# [SOURCE]
- - - -
“Gauḍīya’s Twenty-seventh Year”

“Gauḍīya’s Twenty-seventh Year”

Śrī Śrīmad Bhaktivedānta Vāmana Gosvāmī Mahārāja

Presented in English for the first time

Venerating āśraya and viṣaya-vigraha by auspicious invocation

Śrī Gauḍīya Patrikā, the mouthpiece of Śrī Gauḍīya Vedānta Samiti, sets foot in its auspicious twenty-seventh year grasping to its chest the Śrī Bāla-gopāla Jīu who is perfectly served by Gauḍa Purṇānanda Śrī Madhvācārya. Vaiṣṇavas under the guidance of Śrī Rūpa Gosvāmī are part of the Brahma Madhva Gauḍīya sampradāya. That is why Gauḍīya Vedāntācārya Baladeva Vidyābhūṣaṇa Prabhu has praised Śrīmad Ānanda-tīrtha Madhva Muni, the ācārya of the Brahma sampradāya, one of the four Vaiṣṇava sampradāyas, as follows: “Ānanda-tīrtha-nāmā sukhamaya dhāmā yatir jīyāt—All glories to the abode of bliss named Ānanda-tīrtha (the holy abode of bliss).”
- - - -
# [ENTRIES]
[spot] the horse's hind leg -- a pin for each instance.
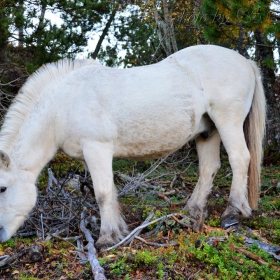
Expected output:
(232, 136)
(98, 157)
(209, 162)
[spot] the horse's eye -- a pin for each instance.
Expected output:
(2, 189)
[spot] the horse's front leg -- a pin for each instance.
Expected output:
(98, 157)
(208, 151)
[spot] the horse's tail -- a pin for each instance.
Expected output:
(254, 130)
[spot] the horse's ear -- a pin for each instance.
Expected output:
(4, 159)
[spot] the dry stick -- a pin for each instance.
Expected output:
(141, 227)
(130, 240)
(155, 244)
(5, 260)
(254, 257)
(97, 270)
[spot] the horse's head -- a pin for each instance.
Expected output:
(17, 197)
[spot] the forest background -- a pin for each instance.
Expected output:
(135, 33)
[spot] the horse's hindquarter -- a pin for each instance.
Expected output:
(155, 111)
(144, 111)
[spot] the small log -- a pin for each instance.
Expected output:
(35, 252)
(97, 270)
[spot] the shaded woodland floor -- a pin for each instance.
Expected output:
(167, 249)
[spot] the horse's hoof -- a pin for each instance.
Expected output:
(229, 221)
(100, 247)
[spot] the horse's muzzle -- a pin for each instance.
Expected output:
(3, 234)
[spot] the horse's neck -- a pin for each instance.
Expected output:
(33, 148)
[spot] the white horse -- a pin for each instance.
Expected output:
(95, 113)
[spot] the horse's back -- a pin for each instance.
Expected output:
(153, 110)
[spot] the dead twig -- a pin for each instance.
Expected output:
(97, 270)
(254, 257)
(130, 240)
(154, 243)
(141, 227)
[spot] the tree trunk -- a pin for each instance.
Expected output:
(3, 36)
(104, 33)
(264, 53)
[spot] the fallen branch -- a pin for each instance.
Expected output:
(97, 270)
(154, 243)
(130, 240)
(254, 257)
(141, 227)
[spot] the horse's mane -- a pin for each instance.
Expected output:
(29, 94)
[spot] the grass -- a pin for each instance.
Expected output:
(191, 257)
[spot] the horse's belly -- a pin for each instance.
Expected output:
(154, 140)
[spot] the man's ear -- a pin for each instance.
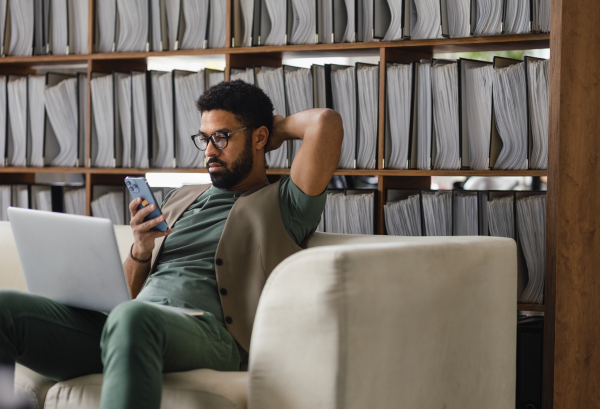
- - - -
# [THINGS TO DO]
1 > According to the Gauḍīya Patrikā article, why did Baladeva Vidyābhūṣaṇa Prabhu praise Śrīmad Ānanda-tīrtha Madhva Muni? Answer in one to three sentences.
2 > State whether each statement agrees with the Gauḍīya Patrikā article, answering yes or no and quoting the deciding words exactly: (a) Śrī Gauḍīya Patrikā is the mouthpiece of Śrī Gauḍīya Vedānta Samiti. (b) The publication is entering its twenty-sixth year. (c) Madhva Muni is described as the ācārya of the Brahma sampradāya.
The listing has no connection to the Gauḍīya Patrikā article.

# [WORKED ANSWERS]
1 > He praised Madhva Muni because Vaiṣṇavas under the guidance of Śrī Rūpa Gosvāmī are part of the Brahma Madhva Gauḍīya sampradāya. Madhva Muni is the ācārya of the Brahma sampradāya, one of the four Vaiṣṇava sampradāyas.

2 >
(a) Yes: "Śrī Gauḍīya Patrikā, the mouthpiece of Śrī Gauḍīya Vedānta Samiti"
(b) No: "sets foot in its auspicious twenty-seventh year"
(c) Yes: "the ācārya of the Brahma sampradāya"